STATED PROBLEM - Write out the items below word for word, starting at the very beginning and ending with the line that contains "<point>665,426</point>".
------
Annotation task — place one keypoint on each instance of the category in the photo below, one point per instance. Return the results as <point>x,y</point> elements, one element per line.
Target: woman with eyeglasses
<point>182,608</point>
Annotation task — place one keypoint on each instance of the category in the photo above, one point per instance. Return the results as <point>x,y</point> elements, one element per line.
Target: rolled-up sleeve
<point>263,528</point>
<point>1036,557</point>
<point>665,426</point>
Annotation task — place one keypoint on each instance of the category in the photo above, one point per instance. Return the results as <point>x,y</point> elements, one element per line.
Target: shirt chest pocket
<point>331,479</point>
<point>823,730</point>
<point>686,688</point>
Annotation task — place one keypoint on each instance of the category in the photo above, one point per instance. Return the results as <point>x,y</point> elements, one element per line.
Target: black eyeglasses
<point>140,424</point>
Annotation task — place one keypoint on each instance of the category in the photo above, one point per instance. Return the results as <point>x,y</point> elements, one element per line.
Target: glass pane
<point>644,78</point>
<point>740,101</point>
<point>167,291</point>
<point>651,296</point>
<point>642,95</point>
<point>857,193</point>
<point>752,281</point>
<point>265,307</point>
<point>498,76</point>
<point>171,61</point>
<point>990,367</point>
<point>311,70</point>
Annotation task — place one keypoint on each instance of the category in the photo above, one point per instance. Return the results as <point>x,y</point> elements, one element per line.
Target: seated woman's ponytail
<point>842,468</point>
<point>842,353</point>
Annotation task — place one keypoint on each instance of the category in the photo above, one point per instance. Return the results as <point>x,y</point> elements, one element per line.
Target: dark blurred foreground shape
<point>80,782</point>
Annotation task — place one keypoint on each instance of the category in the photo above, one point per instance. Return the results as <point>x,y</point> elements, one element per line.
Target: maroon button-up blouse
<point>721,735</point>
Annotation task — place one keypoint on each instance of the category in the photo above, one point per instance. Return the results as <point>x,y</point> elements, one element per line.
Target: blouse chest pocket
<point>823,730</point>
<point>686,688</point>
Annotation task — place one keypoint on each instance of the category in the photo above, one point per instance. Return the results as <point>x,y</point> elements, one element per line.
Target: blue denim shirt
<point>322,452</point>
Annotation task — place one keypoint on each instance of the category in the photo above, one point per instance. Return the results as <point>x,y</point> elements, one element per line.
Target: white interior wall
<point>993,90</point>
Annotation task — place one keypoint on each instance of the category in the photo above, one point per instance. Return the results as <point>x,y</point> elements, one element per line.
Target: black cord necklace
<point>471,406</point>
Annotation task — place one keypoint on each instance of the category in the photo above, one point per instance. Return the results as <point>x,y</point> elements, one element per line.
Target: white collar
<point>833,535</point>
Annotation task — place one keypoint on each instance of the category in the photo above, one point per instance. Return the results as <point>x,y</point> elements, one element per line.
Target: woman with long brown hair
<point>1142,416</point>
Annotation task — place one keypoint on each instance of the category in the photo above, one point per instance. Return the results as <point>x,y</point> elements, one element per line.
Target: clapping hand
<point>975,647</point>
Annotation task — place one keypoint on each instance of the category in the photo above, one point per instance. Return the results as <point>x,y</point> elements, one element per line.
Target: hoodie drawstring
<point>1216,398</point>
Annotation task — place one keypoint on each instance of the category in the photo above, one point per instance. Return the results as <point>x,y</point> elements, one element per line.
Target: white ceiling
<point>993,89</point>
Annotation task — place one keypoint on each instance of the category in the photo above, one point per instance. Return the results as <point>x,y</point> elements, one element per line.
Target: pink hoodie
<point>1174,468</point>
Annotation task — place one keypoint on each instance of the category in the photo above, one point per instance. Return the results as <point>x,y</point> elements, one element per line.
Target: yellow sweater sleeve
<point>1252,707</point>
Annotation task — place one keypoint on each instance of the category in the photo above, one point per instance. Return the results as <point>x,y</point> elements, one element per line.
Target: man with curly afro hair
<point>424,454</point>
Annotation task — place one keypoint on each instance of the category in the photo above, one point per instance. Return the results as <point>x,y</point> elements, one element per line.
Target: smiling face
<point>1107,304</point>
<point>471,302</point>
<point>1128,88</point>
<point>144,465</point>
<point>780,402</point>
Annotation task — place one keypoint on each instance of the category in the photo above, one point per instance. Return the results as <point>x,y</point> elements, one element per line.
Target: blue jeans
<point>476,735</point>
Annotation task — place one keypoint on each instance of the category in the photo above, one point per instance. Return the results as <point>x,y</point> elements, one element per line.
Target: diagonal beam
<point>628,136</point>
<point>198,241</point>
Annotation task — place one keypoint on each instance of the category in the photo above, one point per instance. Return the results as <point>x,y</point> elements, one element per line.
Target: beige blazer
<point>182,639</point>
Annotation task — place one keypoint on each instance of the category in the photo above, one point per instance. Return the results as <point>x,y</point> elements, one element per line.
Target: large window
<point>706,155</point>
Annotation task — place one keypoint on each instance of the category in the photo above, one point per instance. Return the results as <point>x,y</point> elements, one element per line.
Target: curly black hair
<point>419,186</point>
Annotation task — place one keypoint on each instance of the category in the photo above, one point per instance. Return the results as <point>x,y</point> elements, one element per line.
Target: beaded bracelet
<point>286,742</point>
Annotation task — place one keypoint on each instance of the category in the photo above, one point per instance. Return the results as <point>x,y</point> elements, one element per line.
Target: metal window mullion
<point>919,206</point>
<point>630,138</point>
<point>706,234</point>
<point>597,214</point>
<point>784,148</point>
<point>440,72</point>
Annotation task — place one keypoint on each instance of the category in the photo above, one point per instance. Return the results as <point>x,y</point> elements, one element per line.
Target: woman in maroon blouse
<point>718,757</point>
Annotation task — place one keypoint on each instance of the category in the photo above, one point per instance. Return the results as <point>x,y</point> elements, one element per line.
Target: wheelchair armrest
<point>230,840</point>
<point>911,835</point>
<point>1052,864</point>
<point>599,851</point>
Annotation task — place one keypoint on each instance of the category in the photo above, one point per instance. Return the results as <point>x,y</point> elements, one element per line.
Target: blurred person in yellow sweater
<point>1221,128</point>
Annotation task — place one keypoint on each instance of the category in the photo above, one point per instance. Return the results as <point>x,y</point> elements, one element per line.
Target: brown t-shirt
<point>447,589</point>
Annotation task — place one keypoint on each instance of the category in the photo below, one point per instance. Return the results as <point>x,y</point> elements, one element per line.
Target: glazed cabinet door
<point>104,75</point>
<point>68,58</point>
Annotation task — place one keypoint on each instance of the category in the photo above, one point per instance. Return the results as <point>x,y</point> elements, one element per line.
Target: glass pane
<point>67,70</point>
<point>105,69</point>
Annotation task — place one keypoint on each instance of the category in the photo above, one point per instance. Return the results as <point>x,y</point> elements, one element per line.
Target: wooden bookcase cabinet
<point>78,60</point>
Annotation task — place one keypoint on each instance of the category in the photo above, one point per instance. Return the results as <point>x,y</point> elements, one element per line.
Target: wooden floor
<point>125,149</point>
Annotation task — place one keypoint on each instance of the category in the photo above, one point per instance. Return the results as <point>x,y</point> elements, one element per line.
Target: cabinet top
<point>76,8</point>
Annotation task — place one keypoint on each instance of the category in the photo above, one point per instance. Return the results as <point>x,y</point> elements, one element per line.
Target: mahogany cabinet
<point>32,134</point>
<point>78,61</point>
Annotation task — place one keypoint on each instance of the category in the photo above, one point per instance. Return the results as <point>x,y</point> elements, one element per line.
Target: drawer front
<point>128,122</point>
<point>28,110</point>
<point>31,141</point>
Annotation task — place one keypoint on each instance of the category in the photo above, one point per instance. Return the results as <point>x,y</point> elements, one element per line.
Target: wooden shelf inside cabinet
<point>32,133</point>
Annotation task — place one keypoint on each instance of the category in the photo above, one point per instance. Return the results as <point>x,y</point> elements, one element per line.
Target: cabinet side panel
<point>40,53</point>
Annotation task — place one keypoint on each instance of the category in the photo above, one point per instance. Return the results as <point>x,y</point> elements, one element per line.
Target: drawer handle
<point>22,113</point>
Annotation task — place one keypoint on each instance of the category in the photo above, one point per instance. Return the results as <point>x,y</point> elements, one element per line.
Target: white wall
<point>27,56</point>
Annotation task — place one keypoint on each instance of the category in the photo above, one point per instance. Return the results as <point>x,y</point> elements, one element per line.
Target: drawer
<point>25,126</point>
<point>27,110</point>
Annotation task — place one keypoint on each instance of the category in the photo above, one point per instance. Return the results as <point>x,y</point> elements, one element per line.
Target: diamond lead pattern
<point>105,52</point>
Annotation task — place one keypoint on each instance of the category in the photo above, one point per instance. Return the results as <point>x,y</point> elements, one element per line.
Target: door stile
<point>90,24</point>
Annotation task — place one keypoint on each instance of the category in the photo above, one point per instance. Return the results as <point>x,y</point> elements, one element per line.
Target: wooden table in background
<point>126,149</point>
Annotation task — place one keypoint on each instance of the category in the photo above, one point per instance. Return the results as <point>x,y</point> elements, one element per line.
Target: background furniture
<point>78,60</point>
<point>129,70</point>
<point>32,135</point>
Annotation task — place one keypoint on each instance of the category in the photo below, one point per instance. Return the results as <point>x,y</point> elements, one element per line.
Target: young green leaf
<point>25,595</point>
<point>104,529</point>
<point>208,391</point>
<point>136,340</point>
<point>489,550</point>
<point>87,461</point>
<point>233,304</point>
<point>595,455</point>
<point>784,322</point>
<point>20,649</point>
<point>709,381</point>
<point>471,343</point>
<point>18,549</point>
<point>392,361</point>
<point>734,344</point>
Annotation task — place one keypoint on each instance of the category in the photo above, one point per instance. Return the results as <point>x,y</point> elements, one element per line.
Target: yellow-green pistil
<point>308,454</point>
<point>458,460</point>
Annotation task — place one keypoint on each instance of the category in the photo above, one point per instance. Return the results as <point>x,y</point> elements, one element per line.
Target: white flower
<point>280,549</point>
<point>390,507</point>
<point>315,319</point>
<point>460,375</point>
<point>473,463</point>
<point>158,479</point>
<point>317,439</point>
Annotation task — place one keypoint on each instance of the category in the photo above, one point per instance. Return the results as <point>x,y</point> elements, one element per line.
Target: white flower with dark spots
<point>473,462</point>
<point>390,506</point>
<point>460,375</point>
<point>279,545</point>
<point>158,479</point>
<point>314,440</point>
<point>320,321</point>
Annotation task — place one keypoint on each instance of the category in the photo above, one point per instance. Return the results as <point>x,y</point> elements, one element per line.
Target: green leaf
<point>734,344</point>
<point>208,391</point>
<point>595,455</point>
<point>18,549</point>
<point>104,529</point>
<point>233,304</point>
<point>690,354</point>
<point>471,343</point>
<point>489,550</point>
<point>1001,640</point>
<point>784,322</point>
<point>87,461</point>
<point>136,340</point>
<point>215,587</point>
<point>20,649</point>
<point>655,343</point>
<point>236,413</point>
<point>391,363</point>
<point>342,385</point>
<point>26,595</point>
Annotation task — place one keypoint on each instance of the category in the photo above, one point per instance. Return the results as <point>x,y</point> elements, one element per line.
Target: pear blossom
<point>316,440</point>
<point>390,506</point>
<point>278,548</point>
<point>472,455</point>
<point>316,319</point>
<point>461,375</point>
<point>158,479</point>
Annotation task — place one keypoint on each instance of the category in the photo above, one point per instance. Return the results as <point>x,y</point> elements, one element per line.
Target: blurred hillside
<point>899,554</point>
------
SOLUTION TO THIS TASK -
Annotation task — place one keypoint on each instance of the category in the photo below, one point per instance. Return the results as <point>x,y</point> elements, one element per line.
Target: woman with eyeglasses
<point>182,608</point>
Annotation task — place one keypoint on each instance of the category in the photo above, one point per instance. Return the results as <point>x,y</point> elements, one element per line.
Target: rolled-up sleeve
<point>263,528</point>
<point>1036,557</point>
<point>665,426</point>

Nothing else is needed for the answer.